[[ Provided data, beginning ]]

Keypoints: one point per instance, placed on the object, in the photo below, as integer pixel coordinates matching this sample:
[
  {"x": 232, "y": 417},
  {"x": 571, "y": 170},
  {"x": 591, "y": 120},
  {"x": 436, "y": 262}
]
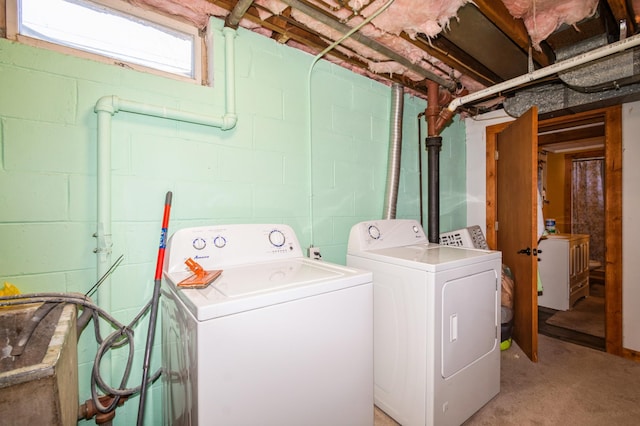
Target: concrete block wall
[{"x": 319, "y": 176}]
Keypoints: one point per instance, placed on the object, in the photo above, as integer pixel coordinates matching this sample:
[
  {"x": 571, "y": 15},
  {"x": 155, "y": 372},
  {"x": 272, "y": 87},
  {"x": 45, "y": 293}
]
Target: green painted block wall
[{"x": 319, "y": 166}]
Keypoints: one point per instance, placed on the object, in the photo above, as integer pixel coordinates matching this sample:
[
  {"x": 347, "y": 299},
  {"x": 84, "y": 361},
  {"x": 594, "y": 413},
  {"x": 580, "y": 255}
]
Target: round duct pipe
[{"x": 395, "y": 151}]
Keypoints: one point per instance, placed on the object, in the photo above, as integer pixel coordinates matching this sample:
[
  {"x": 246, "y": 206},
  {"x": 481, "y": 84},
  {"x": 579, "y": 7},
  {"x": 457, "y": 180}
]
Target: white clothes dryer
[
  {"x": 278, "y": 339},
  {"x": 436, "y": 322}
]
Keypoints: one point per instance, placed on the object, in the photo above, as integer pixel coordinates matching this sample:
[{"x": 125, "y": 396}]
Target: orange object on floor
[{"x": 200, "y": 277}]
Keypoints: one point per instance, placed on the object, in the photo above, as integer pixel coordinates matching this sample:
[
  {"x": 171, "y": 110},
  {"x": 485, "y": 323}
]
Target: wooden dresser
[{"x": 564, "y": 270}]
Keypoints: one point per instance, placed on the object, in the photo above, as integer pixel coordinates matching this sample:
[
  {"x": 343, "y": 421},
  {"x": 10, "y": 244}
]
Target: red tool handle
[{"x": 163, "y": 235}]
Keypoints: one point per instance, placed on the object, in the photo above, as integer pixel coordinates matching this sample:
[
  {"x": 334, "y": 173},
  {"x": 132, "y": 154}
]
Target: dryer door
[{"x": 469, "y": 320}]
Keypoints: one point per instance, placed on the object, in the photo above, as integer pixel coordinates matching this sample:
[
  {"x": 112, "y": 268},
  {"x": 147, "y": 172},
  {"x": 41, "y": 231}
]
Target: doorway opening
[
  {"x": 571, "y": 178},
  {"x": 578, "y": 127}
]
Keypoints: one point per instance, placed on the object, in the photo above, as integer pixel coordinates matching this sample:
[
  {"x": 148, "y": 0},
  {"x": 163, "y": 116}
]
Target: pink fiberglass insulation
[
  {"x": 543, "y": 17},
  {"x": 415, "y": 16}
]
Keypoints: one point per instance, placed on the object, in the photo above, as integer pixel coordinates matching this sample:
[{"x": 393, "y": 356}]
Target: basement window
[{"x": 114, "y": 30}]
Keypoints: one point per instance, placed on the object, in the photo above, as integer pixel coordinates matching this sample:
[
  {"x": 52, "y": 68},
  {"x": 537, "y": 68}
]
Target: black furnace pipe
[{"x": 433, "y": 145}]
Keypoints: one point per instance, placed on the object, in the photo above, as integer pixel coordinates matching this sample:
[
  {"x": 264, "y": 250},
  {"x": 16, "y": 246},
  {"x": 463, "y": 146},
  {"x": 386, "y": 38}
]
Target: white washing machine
[
  {"x": 436, "y": 322},
  {"x": 277, "y": 339}
]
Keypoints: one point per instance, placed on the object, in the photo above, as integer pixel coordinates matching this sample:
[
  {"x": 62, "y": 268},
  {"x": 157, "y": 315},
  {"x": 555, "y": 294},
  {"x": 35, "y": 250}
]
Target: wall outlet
[{"x": 314, "y": 253}]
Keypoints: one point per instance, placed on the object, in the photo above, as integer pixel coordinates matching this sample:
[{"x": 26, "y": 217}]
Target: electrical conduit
[
  {"x": 310, "y": 135},
  {"x": 106, "y": 108}
]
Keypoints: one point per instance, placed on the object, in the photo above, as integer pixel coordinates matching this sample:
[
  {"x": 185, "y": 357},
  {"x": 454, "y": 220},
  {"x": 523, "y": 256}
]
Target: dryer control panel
[
  {"x": 220, "y": 246},
  {"x": 385, "y": 233}
]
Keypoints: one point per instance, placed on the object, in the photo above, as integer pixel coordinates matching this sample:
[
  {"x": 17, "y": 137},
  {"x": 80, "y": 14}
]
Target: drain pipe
[
  {"x": 106, "y": 108},
  {"x": 395, "y": 152},
  {"x": 627, "y": 43}
]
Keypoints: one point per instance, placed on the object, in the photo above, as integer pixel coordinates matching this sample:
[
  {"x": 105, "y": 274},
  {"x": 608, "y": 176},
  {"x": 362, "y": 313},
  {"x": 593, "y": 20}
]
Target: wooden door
[{"x": 516, "y": 176}]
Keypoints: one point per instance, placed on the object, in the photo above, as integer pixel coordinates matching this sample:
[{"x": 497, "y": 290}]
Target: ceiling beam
[
  {"x": 514, "y": 28},
  {"x": 622, "y": 13}
]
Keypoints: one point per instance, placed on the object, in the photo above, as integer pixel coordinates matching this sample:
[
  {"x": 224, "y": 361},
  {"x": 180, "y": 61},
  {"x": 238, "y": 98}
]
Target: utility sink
[{"x": 40, "y": 385}]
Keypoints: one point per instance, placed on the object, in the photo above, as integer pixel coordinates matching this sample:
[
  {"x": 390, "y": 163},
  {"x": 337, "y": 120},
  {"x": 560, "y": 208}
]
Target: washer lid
[
  {"x": 430, "y": 257},
  {"x": 252, "y": 286}
]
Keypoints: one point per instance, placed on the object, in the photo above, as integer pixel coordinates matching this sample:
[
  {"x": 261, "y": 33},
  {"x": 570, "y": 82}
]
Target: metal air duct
[{"x": 395, "y": 151}]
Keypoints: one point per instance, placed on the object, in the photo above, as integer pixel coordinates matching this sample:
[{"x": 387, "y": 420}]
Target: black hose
[{"x": 154, "y": 307}]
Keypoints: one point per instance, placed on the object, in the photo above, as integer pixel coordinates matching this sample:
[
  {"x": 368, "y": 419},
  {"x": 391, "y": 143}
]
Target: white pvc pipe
[
  {"x": 581, "y": 59},
  {"x": 108, "y": 106}
]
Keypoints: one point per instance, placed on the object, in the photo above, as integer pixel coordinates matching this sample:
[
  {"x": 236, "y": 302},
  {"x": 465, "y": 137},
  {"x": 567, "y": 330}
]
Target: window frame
[{"x": 12, "y": 26}]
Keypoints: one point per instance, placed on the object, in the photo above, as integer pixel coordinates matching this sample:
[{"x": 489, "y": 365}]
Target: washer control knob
[
  {"x": 374, "y": 232},
  {"x": 219, "y": 241},
  {"x": 277, "y": 238},
  {"x": 199, "y": 243}
]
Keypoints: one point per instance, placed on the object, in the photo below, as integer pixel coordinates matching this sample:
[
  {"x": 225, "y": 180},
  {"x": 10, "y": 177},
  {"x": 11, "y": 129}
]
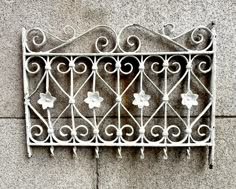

[[ Provided data, end ]]

■ Required work ■
I'd like every record transcribed exactly, with no pictures carried over.

■ Response area ■
Keypoints: one point per instance, placed on the object, in the photo below, as integer pixel coordinates matching this sample:
[
  {"x": 232, "y": 417},
  {"x": 571, "y": 170},
  {"x": 591, "y": 120},
  {"x": 436, "y": 262}
]
Target: concrete block wall
[{"x": 319, "y": 176}]
Keypoints: one point per instance, placed on the object, in the photo above, as integer pixel coordinates matching this sample:
[
  {"x": 571, "y": 15},
  {"x": 155, "y": 372},
  {"x": 272, "y": 87},
  {"x": 45, "y": 293}
]
Target: green painted block wall
[{"x": 319, "y": 166}]
Keypoints: one point per instance, placed on the object, in the photo above, as integer pixel coordinates matching this sample:
[
  {"x": 347, "y": 299},
  {"x": 84, "y": 361},
  {"x": 594, "y": 413},
  {"x": 580, "y": 255}
]
Target: round duct pipe
[{"x": 395, "y": 151}]
Keypoints: one point per instance, placed on the object, in the photo above, as integer pixel coordinates matching this sample:
[
  {"x": 246, "y": 206},
  {"x": 481, "y": 84},
  {"x": 579, "y": 7},
  {"x": 457, "y": 180}
]
Target: white clothes dryer
[
  {"x": 278, "y": 339},
  {"x": 436, "y": 322}
]
Keypoints: one point per instance, placed on the object, in the photo above, as integer pixel coordinates matching this sample:
[{"x": 125, "y": 396}]
Target: orange object on floor
[{"x": 200, "y": 277}]
Keypoints: one point per instance, placed on the object, in the photo above, as integer pixel coordinates matching this sample:
[
  {"x": 171, "y": 110},
  {"x": 485, "y": 323}
]
Target: wooden dresser
[{"x": 564, "y": 270}]
Keypoints: one point per instance, placed on the object, in the photo above, as integer pixel coordinates matching this sample:
[
  {"x": 343, "y": 421},
  {"x": 10, "y": 244}
]
Target: red tool handle
[{"x": 163, "y": 235}]
Keypoints: one point per instance, placed on the object, in the photo above, as integer pixel coordinates matching this sample:
[
  {"x": 334, "y": 173},
  {"x": 132, "y": 154}
]
Target: dryer door
[{"x": 469, "y": 320}]
Keypoints: one point per instance, placed on the object, in the photo above, as integer pixel coordinates matching this sample:
[
  {"x": 112, "y": 268},
  {"x": 147, "y": 172},
  {"x": 41, "y": 231}
]
Target: doorway opening
[
  {"x": 571, "y": 178},
  {"x": 578, "y": 127}
]
Keypoints: one point per instance, placed on the object, in the photo above, as integer pixel coordinates matching this sample:
[
  {"x": 148, "y": 0},
  {"x": 163, "y": 116}
]
Target: pink fiberglass insulation
[
  {"x": 543, "y": 17},
  {"x": 415, "y": 16}
]
Keypoints: one point per instance, placed on the object, in the photo above, as integer pixel coordinates matching this sample:
[{"x": 393, "y": 356}]
Target: basement window
[{"x": 114, "y": 30}]
Keypoints: one point per instance, placed on the object, in the photo above, as integer pixel coordinates matching this sample:
[
  {"x": 52, "y": 68},
  {"x": 537, "y": 68}
]
Target: black furnace pipe
[{"x": 433, "y": 145}]
Keypoints: one point per instance, placed on the object, in the photo above, as integer pixel coordinates matching this sample:
[
  {"x": 264, "y": 250},
  {"x": 16, "y": 246},
  {"x": 463, "y": 146},
  {"x": 386, "y": 38}
]
Target: white washing machine
[
  {"x": 436, "y": 322},
  {"x": 277, "y": 339}
]
Keypoints: one point per instance, placed on the object, in the photo above, as integer pixel coordinates matching this sample:
[
  {"x": 62, "y": 268},
  {"x": 157, "y": 315},
  {"x": 555, "y": 294},
  {"x": 35, "y": 250}
]
Target: wall outlet
[{"x": 314, "y": 253}]
Keypoints: one point per instance, placed on the object, in the photo above, as integer pixel coordinates matching this sample:
[{"x": 26, "y": 217}]
Target: electrical conduit
[
  {"x": 310, "y": 135},
  {"x": 106, "y": 108}
]
Keypoints: one point per instance, placed on the object, in the photo above, as integer pixel coordinates matching this sample:
[
  {"x": 185, "y": 357},
  {"x": 454, "y": 220},
  {"x": 523, "y": 256}
]
Target: dryer control panel
[
  {"x": 220, "y": 246},
  {"x": 385, "y": 233}
]
Keypoints: one point per instance, placed on the object, in the photo above, as integer pixel coordinates matching this sample:
[
  {"x": 17, "y": 137},
  {"x": 80, "y": 14}
]
Target: drain pipe
[
  {"x": 106, "y": 108},
  {"x": 395, "y": 152},
  {"x": 627, "y": 43}
]
Keypoints: one point per instance, placed on the object, in the photo above, as integer pixel coordinates matching this sample:
[
  {"x": 105, "y": 274},
  {"x": 608, "y": 176},
  {"x": 362, "y": 313},
  {"x": 593, "y": 20}
]
Target: wooden door
[{"x": 516, "y": 176}]
Keypoints: one point per instance, placed on the object, in the photo above, as integer pixel coordinates matching this sample:
[{"x": 497, "y": 290}]
Target: ceiling beam
[
  {"x": 514, "y": 28},
  {"x": 622, "y": 13}
]
Keypoints: one point per instance, placed on the object, in the photo above, as integer pixel coordinates matching this sample:
[
  {"x": 224, "y": 361},
  {"x": 180, "y": 61},
  {"x": 238, "y": 98}
]
Target: utility sink
[{"x": 40, "y": 385}]
Keypoints: one point per instance, placed on the object, in the photo above, as integer pixel coordinates matching this sample:
[
  {"x": 390, "y": 163},
  {"x": 337, "y": 120},
  {"x": 560, "y": 208}
]
Target: washer lid
[
  {"x": 430, "y": 257},
  {"x": 252, "y": 286}
]
Keypoints: one point per instance, placed on the object, in the photo above, as integer pixel coordinates matching this sample:
[
  {"x": 261, "y": 33},
  {"x": 570, "y": 82}
]
Target: metal air duct
[{"x": 395, "y": 151}]
Keypoints: one point per instance, placed on the object, in the photo above, as integer pixel coordinates matching this sample:
[{"x": 387, "y": 420}]
Target: black hose
[{"x": 154, "y": 307}]
Keypoints: one point per instance, placed on the object, in the photo above, as integer pixel coordinates matching this sample:
[
  {"x": 368, "y": 419},
  {"x": 391, "y": 143}
]
Target: white pvc pipe
[
  {"x": 581, "y": 59},
  {"x": 108, "y": 106}
]
Keypoints: one point per instance, placed on the object, in the photo above, as integer pixel coordinates matching this sample:
[
  {"x": 236, "y": 302},
  {"x": 465, "y": 137},
  {"x": 567, "y": 330}
]
Target: window frame
[{"x": 12, "y": 26}]
Keypoints: one point per instance, placed on the object, in the photo above, as integer pixel coordinates matching this sample:
[{"x": 489, "y": 365}]
Target: washer control knob
[
  {"x": 374, "y": 232},
  {"x": 219, "y": 241},
  {"x": 277, "y": 238},
  {"x": 199, "y": 243}
]
Keypoints: one point per instance, placed on the object, in the photo below, as integer pixel coordinates matching this sample:
[
  {"x": 225, "y": 180},
  {"x": 10, "y": 177},
  {"x": 11, "y": 129}
]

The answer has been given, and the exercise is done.